[Stored dataset items]
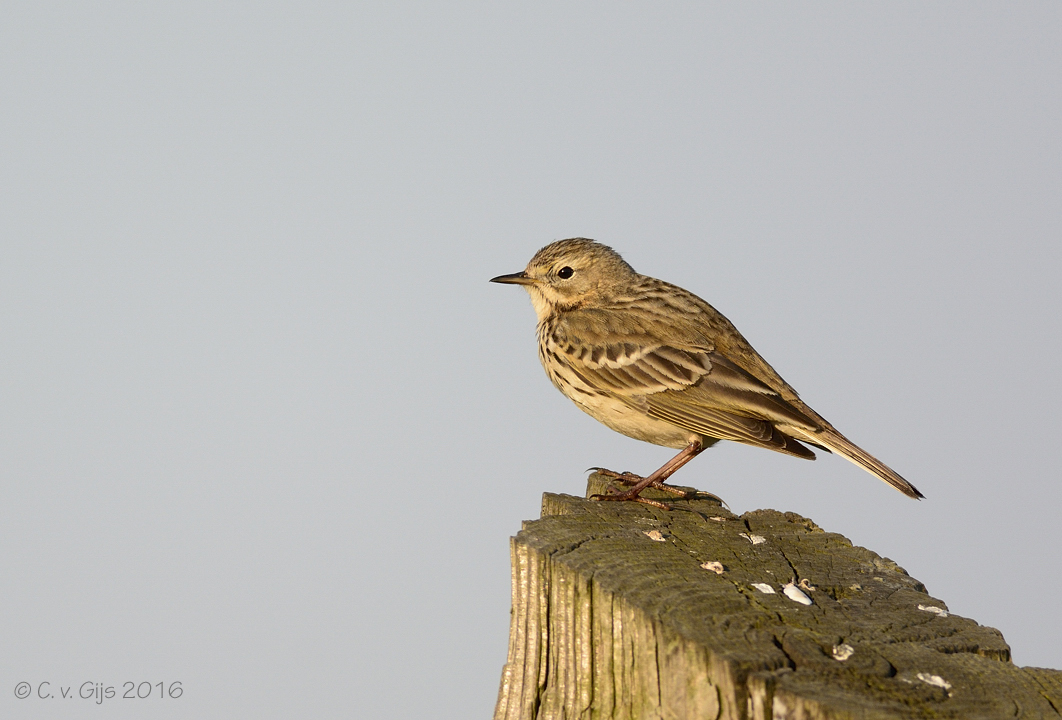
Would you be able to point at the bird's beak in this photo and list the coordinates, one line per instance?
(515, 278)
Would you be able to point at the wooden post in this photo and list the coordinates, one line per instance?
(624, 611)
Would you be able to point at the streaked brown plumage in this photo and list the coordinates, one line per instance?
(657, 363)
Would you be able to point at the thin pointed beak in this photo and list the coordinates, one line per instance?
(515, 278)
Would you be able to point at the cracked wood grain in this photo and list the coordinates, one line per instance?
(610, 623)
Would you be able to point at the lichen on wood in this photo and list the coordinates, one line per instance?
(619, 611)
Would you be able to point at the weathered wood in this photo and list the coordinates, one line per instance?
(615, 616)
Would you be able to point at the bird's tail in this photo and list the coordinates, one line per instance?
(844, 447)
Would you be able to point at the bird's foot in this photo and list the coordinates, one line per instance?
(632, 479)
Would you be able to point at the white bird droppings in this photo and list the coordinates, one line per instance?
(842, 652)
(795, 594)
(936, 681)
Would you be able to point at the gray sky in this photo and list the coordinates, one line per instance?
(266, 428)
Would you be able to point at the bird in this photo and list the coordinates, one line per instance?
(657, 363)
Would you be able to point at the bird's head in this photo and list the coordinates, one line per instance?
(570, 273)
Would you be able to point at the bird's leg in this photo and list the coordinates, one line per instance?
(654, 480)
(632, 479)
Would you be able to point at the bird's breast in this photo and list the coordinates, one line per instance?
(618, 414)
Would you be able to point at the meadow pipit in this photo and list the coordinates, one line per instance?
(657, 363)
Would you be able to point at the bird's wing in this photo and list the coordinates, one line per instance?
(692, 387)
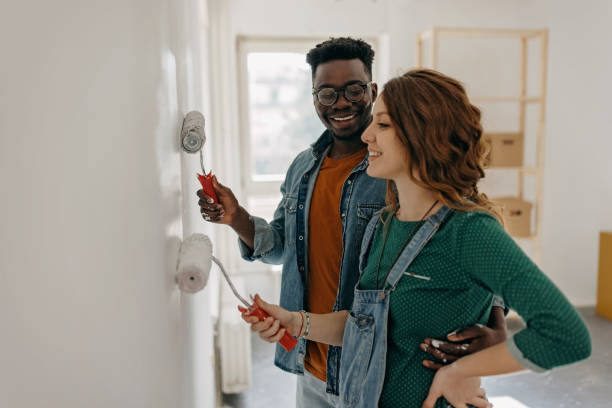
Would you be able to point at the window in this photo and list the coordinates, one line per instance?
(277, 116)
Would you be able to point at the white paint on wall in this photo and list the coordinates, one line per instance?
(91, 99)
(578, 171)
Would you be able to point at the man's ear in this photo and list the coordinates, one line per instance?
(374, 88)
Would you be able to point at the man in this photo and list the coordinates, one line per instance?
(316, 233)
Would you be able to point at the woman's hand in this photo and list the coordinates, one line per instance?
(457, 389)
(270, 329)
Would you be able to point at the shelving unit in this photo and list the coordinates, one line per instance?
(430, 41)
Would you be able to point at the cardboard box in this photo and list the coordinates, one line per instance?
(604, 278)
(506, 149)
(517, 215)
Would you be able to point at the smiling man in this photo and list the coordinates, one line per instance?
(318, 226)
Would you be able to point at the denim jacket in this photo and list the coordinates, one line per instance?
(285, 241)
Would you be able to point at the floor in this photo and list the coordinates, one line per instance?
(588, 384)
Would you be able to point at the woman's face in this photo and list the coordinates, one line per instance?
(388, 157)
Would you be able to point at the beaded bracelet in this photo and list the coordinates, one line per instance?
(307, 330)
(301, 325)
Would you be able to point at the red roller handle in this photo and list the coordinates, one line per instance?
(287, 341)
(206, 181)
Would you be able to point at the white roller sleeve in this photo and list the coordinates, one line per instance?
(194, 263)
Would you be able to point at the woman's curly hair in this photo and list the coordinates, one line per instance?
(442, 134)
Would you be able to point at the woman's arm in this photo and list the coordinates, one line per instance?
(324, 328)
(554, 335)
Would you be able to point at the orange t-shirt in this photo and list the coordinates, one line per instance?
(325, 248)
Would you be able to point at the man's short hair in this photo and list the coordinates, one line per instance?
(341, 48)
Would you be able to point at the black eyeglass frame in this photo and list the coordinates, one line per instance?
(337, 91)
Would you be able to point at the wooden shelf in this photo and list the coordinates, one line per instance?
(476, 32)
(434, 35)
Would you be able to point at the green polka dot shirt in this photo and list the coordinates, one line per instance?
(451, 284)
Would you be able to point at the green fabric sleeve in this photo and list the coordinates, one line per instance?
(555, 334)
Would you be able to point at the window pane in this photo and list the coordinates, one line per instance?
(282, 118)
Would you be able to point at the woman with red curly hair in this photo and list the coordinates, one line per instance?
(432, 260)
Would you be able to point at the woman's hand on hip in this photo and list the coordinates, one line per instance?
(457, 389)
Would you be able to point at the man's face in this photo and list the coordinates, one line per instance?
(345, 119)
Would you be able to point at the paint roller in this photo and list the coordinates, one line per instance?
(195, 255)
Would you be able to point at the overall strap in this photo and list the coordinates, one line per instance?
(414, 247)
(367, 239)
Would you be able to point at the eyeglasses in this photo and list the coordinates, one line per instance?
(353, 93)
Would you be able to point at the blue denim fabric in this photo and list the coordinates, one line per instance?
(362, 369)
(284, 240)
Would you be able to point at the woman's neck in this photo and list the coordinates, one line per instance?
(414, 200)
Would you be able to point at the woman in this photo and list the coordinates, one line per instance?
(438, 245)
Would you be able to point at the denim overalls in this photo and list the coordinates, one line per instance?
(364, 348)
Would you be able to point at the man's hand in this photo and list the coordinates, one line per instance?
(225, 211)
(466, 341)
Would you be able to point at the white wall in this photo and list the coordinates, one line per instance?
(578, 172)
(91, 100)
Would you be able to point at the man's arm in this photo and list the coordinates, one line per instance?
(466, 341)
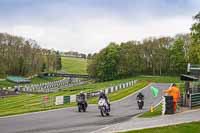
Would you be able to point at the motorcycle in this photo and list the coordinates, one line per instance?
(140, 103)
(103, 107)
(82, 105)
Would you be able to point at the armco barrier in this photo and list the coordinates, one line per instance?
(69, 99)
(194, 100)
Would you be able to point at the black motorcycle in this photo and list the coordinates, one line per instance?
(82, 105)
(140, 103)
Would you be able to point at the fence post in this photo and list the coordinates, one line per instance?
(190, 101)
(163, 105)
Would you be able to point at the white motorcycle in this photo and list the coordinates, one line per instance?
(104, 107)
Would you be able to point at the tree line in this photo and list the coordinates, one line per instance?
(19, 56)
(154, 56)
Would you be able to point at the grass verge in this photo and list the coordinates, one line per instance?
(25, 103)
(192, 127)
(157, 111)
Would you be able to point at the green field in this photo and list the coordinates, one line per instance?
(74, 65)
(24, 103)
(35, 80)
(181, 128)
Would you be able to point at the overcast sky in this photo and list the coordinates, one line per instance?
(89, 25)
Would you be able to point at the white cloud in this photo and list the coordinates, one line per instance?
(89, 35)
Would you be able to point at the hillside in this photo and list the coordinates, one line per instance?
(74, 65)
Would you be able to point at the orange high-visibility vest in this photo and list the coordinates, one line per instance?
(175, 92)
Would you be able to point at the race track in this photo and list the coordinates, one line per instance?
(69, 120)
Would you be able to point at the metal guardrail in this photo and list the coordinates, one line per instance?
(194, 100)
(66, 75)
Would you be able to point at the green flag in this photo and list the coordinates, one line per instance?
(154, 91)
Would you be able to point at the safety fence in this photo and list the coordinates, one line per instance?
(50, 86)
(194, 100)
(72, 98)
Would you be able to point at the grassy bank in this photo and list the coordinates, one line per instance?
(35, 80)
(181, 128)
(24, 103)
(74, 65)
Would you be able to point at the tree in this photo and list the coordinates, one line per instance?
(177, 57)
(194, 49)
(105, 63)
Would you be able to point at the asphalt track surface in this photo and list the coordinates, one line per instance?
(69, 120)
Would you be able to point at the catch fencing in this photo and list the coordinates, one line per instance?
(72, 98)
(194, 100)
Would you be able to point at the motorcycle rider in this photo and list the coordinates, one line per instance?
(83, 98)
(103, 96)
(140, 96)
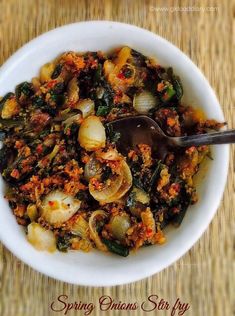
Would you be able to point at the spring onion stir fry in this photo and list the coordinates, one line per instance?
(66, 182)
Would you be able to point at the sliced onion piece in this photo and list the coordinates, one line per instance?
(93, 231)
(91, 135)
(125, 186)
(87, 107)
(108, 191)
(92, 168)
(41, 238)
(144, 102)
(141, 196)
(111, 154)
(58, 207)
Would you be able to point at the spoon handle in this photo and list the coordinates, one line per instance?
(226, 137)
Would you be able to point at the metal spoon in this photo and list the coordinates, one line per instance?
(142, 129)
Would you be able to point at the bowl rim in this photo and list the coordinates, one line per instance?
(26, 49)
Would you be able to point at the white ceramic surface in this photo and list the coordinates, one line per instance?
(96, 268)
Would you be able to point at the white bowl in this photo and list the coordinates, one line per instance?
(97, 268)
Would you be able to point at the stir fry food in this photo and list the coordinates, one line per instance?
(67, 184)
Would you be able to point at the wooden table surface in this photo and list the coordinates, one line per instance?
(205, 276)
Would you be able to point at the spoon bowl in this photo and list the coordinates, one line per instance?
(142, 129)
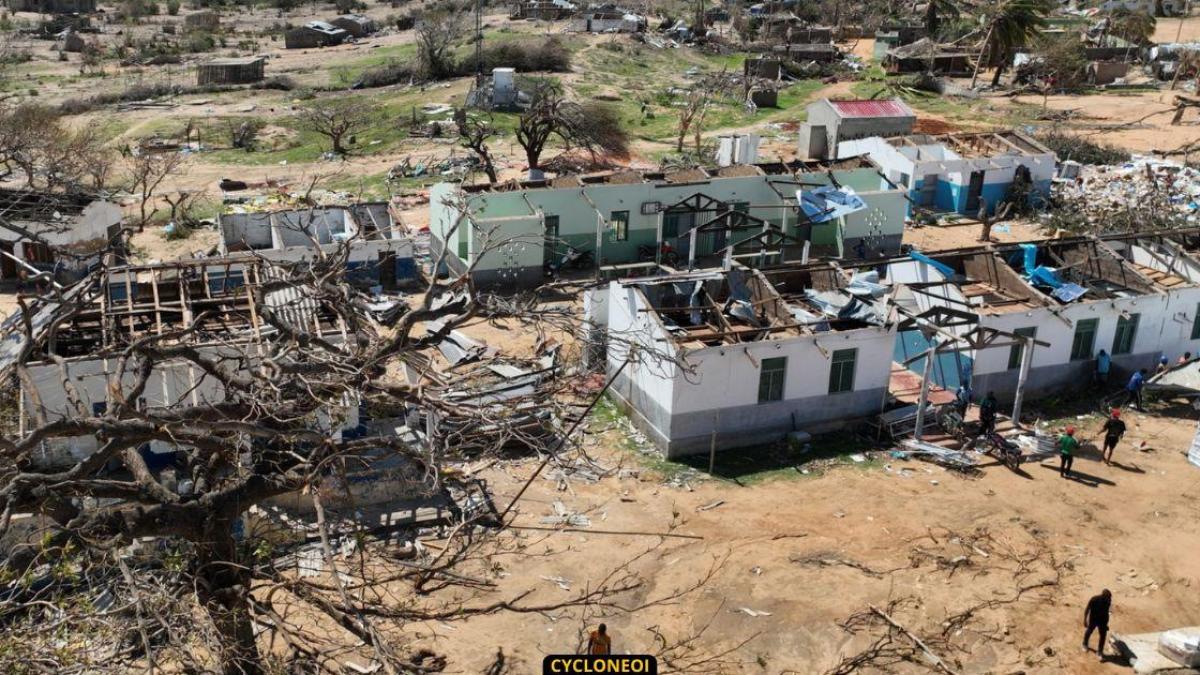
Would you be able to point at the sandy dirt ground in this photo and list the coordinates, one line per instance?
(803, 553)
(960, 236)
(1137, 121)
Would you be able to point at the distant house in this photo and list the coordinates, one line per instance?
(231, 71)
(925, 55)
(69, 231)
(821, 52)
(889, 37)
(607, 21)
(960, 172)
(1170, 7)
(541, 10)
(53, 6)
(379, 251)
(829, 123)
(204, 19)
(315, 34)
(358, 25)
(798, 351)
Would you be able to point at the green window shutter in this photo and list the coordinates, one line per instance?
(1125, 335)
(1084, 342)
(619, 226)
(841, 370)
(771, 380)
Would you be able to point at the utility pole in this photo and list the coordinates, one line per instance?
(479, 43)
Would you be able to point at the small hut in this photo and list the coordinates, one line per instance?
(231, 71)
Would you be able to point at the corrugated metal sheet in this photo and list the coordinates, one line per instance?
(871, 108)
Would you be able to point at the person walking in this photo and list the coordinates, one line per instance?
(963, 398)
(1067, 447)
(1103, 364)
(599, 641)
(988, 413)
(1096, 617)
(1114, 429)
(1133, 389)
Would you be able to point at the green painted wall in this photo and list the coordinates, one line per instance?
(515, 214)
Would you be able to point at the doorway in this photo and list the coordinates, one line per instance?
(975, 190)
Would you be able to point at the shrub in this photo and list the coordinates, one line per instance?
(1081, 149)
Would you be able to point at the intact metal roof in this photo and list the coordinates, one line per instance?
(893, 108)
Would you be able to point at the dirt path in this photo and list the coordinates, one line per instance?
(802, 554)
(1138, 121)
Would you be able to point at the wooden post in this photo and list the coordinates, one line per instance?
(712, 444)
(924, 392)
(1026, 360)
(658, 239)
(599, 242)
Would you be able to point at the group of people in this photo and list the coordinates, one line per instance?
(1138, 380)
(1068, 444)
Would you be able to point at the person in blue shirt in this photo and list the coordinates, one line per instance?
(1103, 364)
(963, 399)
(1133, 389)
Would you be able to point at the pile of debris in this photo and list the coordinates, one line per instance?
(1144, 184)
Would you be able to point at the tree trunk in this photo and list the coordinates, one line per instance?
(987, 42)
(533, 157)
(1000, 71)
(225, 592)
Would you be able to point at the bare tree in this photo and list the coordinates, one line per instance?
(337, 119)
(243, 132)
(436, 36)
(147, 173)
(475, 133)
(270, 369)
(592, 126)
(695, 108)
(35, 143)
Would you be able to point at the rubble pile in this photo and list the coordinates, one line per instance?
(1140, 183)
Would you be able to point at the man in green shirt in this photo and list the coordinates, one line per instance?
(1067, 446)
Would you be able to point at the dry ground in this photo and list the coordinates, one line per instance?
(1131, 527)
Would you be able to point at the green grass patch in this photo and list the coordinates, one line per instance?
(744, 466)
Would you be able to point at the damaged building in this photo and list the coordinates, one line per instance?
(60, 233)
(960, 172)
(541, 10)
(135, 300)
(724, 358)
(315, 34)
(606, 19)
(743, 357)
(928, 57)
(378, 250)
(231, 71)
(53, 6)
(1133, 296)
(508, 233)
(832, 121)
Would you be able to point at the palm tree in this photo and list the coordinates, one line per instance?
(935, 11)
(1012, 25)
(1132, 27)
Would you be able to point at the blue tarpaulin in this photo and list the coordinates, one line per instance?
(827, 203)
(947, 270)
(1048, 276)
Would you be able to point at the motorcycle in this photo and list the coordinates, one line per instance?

**TASK**
Your answer should be the lines from the one containing "Would you be able to point at the rubble" to the end of the entries above, restated exactly and alone.

**ANSWER AREA**
Would you be able to point at the rubble pile in this photo and list the coordinates, one line per instance?
(1140, 183)
Would you be able to point at the man in green shirt in this photo and list the coordinates, one line per instance?
(1067, 446)
Would you be able to point at the dry ground in this photo and list the coordinates, one line per instance?
(1131, 527)
Would you be able to point at the green grass patch in this photo and list the coordinates, one line per instance?
(744, 466)
Would you be able to point at the damaged building in this photo and list the coordinates, one line per instance?
(60, 233)
(960, 172)
(541, 10)
(135, 300)
(724, 358)
(315, 34)
(606, 19)
(743, 357)
(928, 57)
(378, 250)
(231, 71)
(53, 6)
(1133, 296)
(508, 233)
(832, 121)
Would you be able to point at the palm tree in this photo and list the coordinates, one line per instance?
(935, 11)
(1012, 25)
(1132, 27)
Would you be able to point at the blue tarpaulin in this photo and list the coordinates, one line per instance?
(827, 203)
(947, 270)
(1048, 276)
Would you be able to point at the motorcycle in this photo and list the coordinates, one line per instance?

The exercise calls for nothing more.